(WHAT TO DO)
(1) Reproduce word for word the stretch of the caregiver stress text from "The Stresses of Caregiving" through "the coming decades.".
(2) From the caregiver stress text, list every caregiving duty that it says can add up to a heavy burden.
(3) Answer these questions from the caregiver stress text:
(a) How many people serve as unpaid caregivers for their loved ones in the U.S.?
(b) Whom does the "club sandwich generation" care for?
(c) What three outcomes can the stresses of caring for both young and old lead to?

(PROVIDED TEXT)
== == ==

Managing Stress and Burnout When Caring for Others
Over 53 million people serve as unpaid caregivers for their loved ones in the U.S. And it’s not just the rapidly growing demographic of aging baby boomers who may require care. Seniorliving.org describes two additional groups who receive care in some form from a family member. The “sandwich generation” refers to adults who are caring for both aging parents and minor children, and the “club sandwich generation” refers to adults who are caring for aging parents, adult children, and grandchildren.
The Stresses of Caregiving
Many people filling the role of caregiver struggle with the pressures and responsibilities of juggling childcare, their career, and caring for elderly parents or relatives. Managing medications, providing transportation, coordinating medical appointments, assisting with bills and finances, making care arrangements, and providing emotional support can add up to a heavy burden. The stresses of caring for both young and old can lead to burnout, financial strain, and health problems for those in the sandwich generation. With people living longer and having children later, this caregiving crunch will likely intensify in the coming decades.

== == ==

(PROVIDED MATERIAL)

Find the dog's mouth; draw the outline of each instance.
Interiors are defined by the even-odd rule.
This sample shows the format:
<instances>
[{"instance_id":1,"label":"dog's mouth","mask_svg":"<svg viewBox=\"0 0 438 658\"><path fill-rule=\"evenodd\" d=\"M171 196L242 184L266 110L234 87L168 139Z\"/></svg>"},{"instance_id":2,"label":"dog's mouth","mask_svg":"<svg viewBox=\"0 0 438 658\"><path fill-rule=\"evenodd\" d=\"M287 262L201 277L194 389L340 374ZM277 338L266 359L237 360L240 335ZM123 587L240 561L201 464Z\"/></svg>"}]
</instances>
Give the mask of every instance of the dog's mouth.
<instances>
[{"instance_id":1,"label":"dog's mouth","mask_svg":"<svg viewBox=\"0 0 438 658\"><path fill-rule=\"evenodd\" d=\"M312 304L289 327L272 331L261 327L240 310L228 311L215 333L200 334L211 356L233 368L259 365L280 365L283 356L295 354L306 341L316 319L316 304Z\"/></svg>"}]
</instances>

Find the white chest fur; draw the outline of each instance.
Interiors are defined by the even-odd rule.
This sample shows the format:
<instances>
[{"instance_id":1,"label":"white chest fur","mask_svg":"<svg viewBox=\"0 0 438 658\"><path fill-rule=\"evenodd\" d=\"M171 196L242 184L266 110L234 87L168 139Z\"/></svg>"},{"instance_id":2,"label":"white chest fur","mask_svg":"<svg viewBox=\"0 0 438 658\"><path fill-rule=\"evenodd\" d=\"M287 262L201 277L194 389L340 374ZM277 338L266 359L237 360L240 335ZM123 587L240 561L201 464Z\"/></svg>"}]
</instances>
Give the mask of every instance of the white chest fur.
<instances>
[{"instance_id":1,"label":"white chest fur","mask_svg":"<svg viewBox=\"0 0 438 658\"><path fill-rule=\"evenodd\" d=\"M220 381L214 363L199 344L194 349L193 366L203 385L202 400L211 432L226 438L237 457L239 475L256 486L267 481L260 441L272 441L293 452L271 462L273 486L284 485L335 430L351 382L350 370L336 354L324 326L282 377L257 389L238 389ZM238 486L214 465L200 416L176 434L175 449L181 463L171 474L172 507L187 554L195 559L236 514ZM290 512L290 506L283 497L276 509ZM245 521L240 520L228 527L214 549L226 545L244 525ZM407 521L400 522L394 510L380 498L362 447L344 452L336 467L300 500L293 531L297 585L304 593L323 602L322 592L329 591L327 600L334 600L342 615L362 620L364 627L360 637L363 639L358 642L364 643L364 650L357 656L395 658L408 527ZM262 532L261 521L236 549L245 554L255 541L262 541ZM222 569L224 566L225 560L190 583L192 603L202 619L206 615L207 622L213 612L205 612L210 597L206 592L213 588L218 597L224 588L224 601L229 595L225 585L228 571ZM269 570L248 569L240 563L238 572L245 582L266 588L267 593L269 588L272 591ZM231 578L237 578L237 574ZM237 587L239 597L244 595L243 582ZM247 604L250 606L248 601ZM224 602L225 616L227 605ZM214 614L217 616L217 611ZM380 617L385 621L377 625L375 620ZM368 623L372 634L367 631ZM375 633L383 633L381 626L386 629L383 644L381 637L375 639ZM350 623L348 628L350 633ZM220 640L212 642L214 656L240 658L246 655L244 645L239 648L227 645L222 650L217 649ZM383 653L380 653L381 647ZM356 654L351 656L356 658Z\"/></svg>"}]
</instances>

== == ==

(RESPONSES PER TASK)
(1)
The Stresses of Caregiving
Many people filling the role of caregiver struggle with the pressures and responsibilities of juggling childcare, their career, and caring for elderly parents or relatives. Managing medications, providing transportation, coordinating medical appointments, assisting with bills and finances, making care arrangements, and providing emotional support can add up to a heavy burden. The stresses of caring for both young and old can lead to burnout, financial strain, and health problems for those in the sandwich generation. With people living longer and having children later, this caregiving crunch will likely intensify in the coming decades.

(2)
- Managing medications
- Providing transportation
- Coordinating medical appointments
- Assisting with bills and finances
- Making care arrangements
- Providing emotional support

(3)
(a) Over 53 million people.
(b) Aging parents, adult children, and grandchildren.
(c) Burnout, financial strain, and health problems.